Extracted records
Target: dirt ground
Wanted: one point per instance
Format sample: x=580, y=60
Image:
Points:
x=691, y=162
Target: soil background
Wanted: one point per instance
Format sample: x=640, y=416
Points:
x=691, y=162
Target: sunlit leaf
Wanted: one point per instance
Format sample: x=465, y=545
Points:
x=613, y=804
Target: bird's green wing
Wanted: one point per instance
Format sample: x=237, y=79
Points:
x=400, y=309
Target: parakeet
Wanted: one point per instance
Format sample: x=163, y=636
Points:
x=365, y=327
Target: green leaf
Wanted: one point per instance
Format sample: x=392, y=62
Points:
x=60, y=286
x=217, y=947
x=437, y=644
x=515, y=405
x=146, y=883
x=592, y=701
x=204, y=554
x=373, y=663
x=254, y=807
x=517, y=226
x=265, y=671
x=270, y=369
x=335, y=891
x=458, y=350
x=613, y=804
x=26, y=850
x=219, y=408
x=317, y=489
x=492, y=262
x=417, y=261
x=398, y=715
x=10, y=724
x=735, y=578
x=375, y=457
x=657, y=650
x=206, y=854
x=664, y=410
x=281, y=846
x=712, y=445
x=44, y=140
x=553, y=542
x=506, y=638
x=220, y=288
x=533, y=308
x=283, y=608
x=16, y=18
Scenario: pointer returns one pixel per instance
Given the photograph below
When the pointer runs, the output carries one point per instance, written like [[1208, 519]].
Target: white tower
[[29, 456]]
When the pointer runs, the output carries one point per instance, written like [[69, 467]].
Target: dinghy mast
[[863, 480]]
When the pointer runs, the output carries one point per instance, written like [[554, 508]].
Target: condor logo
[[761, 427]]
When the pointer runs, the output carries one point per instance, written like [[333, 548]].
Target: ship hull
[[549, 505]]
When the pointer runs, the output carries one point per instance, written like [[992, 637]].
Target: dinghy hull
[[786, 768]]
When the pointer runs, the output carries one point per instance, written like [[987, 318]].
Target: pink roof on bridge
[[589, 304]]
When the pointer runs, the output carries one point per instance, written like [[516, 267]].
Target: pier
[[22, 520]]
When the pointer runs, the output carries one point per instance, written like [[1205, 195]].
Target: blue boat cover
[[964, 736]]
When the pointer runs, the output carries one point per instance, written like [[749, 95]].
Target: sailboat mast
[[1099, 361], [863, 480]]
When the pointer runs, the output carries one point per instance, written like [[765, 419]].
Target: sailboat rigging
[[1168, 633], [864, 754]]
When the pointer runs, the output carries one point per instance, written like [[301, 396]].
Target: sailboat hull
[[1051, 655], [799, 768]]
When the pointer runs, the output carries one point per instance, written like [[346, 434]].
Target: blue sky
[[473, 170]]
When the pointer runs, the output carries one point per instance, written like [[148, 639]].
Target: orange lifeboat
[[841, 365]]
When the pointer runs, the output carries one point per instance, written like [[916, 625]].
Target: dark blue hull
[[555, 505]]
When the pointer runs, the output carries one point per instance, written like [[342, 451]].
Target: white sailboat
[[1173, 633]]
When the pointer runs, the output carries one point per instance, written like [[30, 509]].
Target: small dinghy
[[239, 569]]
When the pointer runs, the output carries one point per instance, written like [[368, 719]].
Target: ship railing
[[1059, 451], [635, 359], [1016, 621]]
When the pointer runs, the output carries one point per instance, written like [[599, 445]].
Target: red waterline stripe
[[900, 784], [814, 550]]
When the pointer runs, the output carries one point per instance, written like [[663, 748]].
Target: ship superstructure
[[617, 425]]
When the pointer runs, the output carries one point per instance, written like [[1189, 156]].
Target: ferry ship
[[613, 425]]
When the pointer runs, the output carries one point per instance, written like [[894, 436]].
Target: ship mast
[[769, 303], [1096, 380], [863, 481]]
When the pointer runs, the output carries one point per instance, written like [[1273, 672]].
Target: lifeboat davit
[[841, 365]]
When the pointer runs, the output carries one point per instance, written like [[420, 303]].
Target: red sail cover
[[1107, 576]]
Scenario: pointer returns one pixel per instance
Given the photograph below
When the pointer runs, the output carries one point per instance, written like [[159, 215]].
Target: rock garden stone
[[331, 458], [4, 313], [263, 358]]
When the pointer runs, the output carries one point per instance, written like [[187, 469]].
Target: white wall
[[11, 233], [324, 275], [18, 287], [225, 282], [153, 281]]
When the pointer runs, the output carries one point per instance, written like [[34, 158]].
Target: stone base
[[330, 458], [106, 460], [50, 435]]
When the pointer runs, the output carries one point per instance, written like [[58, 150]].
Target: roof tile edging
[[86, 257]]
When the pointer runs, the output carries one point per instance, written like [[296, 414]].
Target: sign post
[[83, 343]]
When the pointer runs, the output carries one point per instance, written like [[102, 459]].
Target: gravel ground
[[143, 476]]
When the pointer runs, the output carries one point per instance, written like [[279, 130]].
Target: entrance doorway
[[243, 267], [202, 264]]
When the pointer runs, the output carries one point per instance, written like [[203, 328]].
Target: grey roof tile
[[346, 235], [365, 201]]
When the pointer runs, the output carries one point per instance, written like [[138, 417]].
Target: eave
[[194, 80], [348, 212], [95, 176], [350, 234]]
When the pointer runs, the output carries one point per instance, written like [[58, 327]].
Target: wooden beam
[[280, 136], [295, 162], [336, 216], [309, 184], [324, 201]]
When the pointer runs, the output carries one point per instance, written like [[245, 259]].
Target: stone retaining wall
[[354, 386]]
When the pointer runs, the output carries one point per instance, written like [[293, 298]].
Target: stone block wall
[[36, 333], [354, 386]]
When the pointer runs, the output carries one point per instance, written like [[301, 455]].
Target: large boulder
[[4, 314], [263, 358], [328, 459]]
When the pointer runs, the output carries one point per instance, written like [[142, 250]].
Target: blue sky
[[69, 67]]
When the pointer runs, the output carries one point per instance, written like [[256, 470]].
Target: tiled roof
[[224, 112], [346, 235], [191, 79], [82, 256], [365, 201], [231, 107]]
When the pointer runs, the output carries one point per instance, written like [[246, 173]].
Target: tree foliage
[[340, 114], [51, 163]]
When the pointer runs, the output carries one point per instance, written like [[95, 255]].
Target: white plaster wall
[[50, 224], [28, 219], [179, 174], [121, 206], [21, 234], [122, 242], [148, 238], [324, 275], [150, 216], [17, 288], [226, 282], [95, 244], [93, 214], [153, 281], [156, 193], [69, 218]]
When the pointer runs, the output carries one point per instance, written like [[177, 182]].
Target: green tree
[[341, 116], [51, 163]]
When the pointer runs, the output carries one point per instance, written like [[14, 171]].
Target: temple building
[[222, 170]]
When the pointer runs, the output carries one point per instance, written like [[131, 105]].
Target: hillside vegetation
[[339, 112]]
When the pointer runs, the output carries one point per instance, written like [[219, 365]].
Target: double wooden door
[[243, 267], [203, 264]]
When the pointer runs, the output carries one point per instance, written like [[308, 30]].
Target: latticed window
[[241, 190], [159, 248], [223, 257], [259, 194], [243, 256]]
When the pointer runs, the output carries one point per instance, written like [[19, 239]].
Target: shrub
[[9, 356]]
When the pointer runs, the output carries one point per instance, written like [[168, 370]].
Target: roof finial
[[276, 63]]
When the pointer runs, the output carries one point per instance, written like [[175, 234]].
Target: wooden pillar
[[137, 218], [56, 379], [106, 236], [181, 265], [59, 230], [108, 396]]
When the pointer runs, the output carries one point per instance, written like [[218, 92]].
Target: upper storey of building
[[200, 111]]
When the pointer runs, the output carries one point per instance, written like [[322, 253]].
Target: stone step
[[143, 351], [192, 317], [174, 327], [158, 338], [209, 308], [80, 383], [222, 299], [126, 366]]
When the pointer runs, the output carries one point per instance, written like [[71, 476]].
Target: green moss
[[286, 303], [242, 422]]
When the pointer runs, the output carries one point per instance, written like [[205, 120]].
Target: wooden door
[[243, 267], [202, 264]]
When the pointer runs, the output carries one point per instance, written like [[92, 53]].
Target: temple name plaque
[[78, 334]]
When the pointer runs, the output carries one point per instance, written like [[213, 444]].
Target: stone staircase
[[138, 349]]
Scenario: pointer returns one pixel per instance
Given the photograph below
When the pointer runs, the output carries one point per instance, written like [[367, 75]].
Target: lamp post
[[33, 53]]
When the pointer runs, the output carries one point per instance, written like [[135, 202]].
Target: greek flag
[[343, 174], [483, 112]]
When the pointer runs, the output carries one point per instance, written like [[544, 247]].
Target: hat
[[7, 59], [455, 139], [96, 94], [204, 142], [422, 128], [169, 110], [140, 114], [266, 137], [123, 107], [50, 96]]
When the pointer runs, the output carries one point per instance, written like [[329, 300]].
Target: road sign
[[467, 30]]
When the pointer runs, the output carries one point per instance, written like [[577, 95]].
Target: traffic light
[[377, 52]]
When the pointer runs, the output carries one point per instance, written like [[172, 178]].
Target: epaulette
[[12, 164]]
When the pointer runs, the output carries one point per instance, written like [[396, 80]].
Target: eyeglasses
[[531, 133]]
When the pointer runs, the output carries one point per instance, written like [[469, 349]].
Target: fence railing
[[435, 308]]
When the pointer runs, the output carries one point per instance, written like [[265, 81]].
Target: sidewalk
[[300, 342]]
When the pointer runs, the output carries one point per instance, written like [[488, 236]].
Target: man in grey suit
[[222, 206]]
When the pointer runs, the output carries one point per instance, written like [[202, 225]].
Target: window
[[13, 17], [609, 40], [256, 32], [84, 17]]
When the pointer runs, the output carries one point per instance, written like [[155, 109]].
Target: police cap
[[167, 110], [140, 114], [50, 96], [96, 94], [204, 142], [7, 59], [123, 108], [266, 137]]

* TRY IT:
Please restate, exactly as written, the line that holds "Target: road sign" and all remaining lines of the data above, and only those.

* RESPONSE AREA:
Target: road sign
[[467, 30]]
When the pointer runs, the output carries one point per instance, written like [[577, 95]].
Target: traffic light
[[377, 52]]
When the pointer runs, the output carries one point per instance, written like [[172, 178]].
Target: epaulette
[[12, 164]]
When the pointer runs, the output carries one point per instance, written like [[396, 80]].
Target: eyeglasses
[[531, 133]]
When the pointer runs, the output carries one point per instance, written like [[469, 349]].
Target: fence railing
[[435, 308]]
When the pointer runs, the output carries one point per instance, written like [[265, 81]].
Target: sidewalk
[[300, 342]]
When the pointer runs, the output carries one point per instance, written like [[488, 236]].
Target: man in grey suit
[[222, 206]]
When the pointer runs, the output carries one point per instance, written like [[202, 225]].
Target: window
[[13, 17], [609, 40], [256, 32], [84, 17]]
When the pointer runs, the output carries one point per instance, written like [[155, 109]].
Target: police cap
[[167, 110], [140, 114], [50, 96], [96, 94], [204, 142], [7, 59], [123, 108], [266, 137]]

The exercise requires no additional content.